■ **SHORT PROBLEM**: Reproduce all entries verbatim, with nothing added or dropped.

■ **DATASET EXTRACT**:
Start
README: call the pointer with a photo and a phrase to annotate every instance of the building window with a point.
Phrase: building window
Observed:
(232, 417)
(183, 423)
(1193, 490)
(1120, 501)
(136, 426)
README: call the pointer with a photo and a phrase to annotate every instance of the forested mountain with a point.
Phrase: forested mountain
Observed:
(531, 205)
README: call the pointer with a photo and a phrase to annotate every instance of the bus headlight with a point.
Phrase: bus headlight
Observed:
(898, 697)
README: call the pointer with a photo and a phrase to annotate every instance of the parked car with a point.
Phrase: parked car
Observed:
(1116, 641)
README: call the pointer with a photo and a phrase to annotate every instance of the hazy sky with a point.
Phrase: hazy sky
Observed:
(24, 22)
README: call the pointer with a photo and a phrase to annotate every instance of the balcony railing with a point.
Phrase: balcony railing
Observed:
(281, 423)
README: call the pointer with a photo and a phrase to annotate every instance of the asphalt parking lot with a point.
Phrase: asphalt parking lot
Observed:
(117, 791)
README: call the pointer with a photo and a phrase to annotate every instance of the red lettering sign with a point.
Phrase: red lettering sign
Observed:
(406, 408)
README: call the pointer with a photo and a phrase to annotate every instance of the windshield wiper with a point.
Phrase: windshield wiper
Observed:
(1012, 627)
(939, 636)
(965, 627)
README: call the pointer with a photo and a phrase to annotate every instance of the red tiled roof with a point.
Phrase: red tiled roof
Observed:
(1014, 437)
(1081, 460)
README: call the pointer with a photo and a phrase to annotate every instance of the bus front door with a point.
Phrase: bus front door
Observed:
End
■ **FINISHED ANSWER**:
README: call the pointer with a photo and a phrase to annotate every instance of the building window with a point.
Phrase: building window
Observed:
(232, 417)
(183, 423)
(1193, 490)
(1120, 501)
(136, 426)
README: call the pointer with a photo and a phrase to annotate every instance of the forested mountain with a point.
Phrase: forested mountain
Observed:
(531, 205)
README: call the pointer with a photo and a phrase to annotate every instance of the bus headlight with a point.
Phrase: bus headlight
Observed:
(898, 697)
README: call the pointer with a photo and a phrase to annotate every instance of the parked car with a point.
Phrase: parked car
Observed:
(1116, 641)
README: call the pointer with a photo and a phrase to annotate every instance of the hazy sky with a point.
Phrase: hazy sky
Observed:
(24, 22)
README: call the pointer with a photo and a phrase to annotate every instance of the balcony railing with a point.
Phrase: balcony railing
Observed:
(281, 423)
README: call the pointer with a photo and a phrase to annotate every instance of the asphalt parking lot with a point.
Phrase: asphalt parking lot
Observed:
(117, 791)
README: call the pointer with a photo and a phrase to annotate every instance of the red lettering sign with a point.
Phrase: red lettering sign
Observed:
(406, 408)
README: call the pointer with a photo and a phrase to annotate every instance of the windshield wiper with a point.
Phrase: windshield wiper
Observed:
(1012, 627)
(939, 636)
(965, 627)
README: call the pointer with a photo and a phrase to annotate every instance of the red tiled roof with a point.
Phrase: red tiled roof
Observed:
(1014, 437)
(1081, 460)
README: call the pointer with a photo and a phrase to annotate every instance of the bus front door with a point.
Phrase: bus front door
Observed:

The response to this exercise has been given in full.